(Task to carry out): Repeat the entries below exactly as they appear, with no pictures.

--- START Records to use ---

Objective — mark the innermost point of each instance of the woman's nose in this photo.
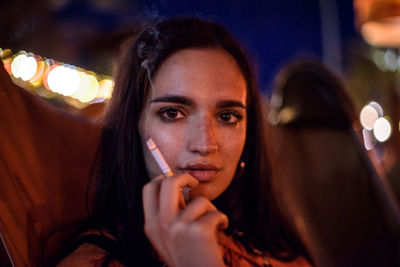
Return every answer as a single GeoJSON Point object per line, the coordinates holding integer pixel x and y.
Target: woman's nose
{"type": "Point", "coordinates": [202, 139]}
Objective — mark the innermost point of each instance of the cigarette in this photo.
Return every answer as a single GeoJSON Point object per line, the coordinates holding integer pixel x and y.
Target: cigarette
{"type": "Point", "coordinates": [166, 170]}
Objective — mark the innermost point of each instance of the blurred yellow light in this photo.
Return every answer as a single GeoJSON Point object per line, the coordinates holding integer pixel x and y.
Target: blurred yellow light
{"type": "Point", "coordinates": [377, 107]}
{"type": "Point", "coordinates": [368, 117]}
{"type": "Point", "coordinates": [28, 68]}
{"type": "Point", "coordinates": [16, 64]}
{"type": "Point", "coordinates": [92, 91]}
{"type": "Point", "coordinates": [369, 141]}
{"type": "Point", "coordinates": [106, 87]}
{"type": "Point", "coordinates": [36, 80]}
{"type": "Point", "coordinates": [63, 80]}
{"type": "Point", "coordinates": [83, 85]}
{"type": "Point", "coordinates": [382, 129]}
{"type": "Point", "coordinates": [88, 89]}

--- END Records to use ---

(Solution below):
Objective — mark the innermost point of each instance of the woman's nose in this photo.
Return every answer as a single GeoJSON Point object per line, the coordinates holding integer pixel x and y.
Target: woman's nose
{"type": "Point", "coordinates": [202, 139]}
Objective — mark the innermost point of each instance of the cigarette in this photo.
Return every answer as a single GeoJSON Point object per line, the coordinates holding integer pixel x and y.
Target: cigarette
{"type": "Point", "coordinates": [166, 170]}
Objective — mark the innermost point of each instance of the blurred yellow light in this photo.
Return every answer as a single GeoJSON Point object per line, the coordinates holding integer pixel x and y.
Target: blurred yellow light
{"type": "Point", "coordinates": [377, 107]}
{"type": "Point", "coordinates": [368, 117]}
{"type": "Point", "coordinates": [28, 68]}
{"type": "Point", "coordinates": [16, 64]}
{"type": "Point", "coordinates": [92, 91]}
{"type": "Point", "coordinates": [369, 141]}
{"type": "Point", "coordinates": [106, 87]}
{"type": "Point", "coordinates": [36, 80]}
{"type": "Point", "coordinates": [63, 80]}
{"type": "Point", "coordinates": [83, 85]}
{"type": "Point", "coordinates": [382, 129]}
{"type": "Point", "coordinates": [88, 89]}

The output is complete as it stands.